**Fragmento del documento**
:::

Para Ingmar Bergman, las personas podemos llegar a ser unos auténticos vampiros para con los demás. No nos hacen falta afilados colmillos, ropajes mortuorios o dormir en ataúdes. Acabamos con la paciencia de otras personas, les arrebatamos testimonios y experiencias, les chupamos hasta el último litro de su existencia, succionamos sus sueños, esperanzas e ilusiones sin el menor atisbo de compasión. Los seres humanos nos vampirizamos unos a otros. Pero a veces, nos vampirizan otras cuestiones (miedos, obsesiones, adicciones,…) y en este sentido, Iván Zulueta rodó en 1979 una de las películas más transgresoras (si no la más) de toda la cinematografía española. Nos referimos a Arrebato.
Ahora nos trasladamos al sur de Europa, a España. Plena Transición. Nuevos aires de libertad inundan diversos aspectos de la vida cotidiana y entre ellos, el arte va a ser uno de los estandartes de la nueva era. Iván Zulueta, al igual que hiciera Berman con Persona, se aleja de los presupuestos temáticos y técnicos del cine convencional, y opta por jugar libremente con los elementos del lenguaje audiovisual, convirtiendo a Arrebato en un desafío para la exégesis fílmica y una experiencia cuasi lisérgica para los espectadores.

:::

**Registros extraídos**
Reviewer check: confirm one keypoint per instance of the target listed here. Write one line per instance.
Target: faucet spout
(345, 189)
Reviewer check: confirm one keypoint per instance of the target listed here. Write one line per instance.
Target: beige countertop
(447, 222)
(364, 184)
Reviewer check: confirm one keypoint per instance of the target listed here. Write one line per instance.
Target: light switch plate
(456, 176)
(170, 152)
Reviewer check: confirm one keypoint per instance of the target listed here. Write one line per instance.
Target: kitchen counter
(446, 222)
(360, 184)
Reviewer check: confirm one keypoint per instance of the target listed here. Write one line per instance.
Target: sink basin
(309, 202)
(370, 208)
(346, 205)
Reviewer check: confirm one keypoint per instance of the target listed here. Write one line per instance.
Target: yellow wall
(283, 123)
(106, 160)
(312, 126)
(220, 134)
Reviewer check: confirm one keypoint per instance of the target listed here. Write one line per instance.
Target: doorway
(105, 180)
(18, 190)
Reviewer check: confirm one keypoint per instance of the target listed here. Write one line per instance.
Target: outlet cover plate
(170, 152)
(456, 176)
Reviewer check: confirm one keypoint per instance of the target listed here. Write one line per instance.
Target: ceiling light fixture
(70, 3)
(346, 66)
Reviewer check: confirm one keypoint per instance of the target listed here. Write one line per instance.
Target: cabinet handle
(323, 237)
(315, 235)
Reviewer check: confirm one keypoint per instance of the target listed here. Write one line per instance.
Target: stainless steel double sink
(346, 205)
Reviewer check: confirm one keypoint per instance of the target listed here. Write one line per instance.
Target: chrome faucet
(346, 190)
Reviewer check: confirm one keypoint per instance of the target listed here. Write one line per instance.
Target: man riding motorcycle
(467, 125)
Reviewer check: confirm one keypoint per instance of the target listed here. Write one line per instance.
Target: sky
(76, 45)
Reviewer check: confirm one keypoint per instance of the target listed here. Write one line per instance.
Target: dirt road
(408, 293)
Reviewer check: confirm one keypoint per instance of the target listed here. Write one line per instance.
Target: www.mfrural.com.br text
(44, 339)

:::

**Problemas y tareas**
[1] Según el texto sobre Arrebato, ¿en qué año rodó Iván Zulueta esa película?
[2] Prosigue el texto sobre la película Arrebato a partir de su última oración.

**Respuestas por tarea**
[1] En 1979.

[2]
Nada más arrancar el filme, nos encontramos con una referencia explícita al vampirismo: la película de terror que José Sirgado (Eusebio Poncela) está terminando de editar. En ella, una vampiresa sale de su féretro y abre la boca de una manera lasciva. Poco después, el propio José se colocará unos colmillos de plástico en la boca y pronunciará una de las frases míticas de la cinta: «No es a mí a quien le gusta el cine. Sino al cine a quien le gusto yo». Poco más basta para decirnos que el cine, además de espectáculo, magia, emoción y todo los calificativos que uno quiera ponerle, es también un poderosísimo vampiro que nos engancha irremisiblemente con sus historias. En medio de la oscuridad de la sala, la película hace acto de aparición sobre un enorme rectángulo luminoso, hinca sus dientes invisibles en nuestra retina y nos atrapa en un universo que se desliza a 24 frames por segundo. Quedamos extasiados, arrebatados.
Arrebato
Zulueta compuso con esta cinta una de las más audaces, y por momentos incomprensible, reflexiones sobre el séptimo arte. Partiendo de sus experimentaciones con el Súper 8 y el 16 mm (véanse títulos como Frank Stein, A MAL GAM A o Leo es pardo), el realizador vasco teje pacientemente un poliédrico, siniestro y apabullante tapiz que a ratos recuerda a los video-diarios de Jonas Mekas, y en otras ocasiones, a los mundos oscuros y desquiciados de David Lynch; un tapiz sobre la upirología que nace de la admiración incondicional al cine, así como de la dependencia hacia los estupefacientes (la droga concebida como un nosferatu que proporciona efímeros destellos de placer a cambio de arrancar trocitos de vida). El cine como droga, el cine como «alucine», el cine como éxtasis surgido de la comunión vampírica entre un trabajo audiovisual que necesita de espectadores para vivir y de unos espectadores que reclaman sus dosis de arrebato emocional y /o intelectual.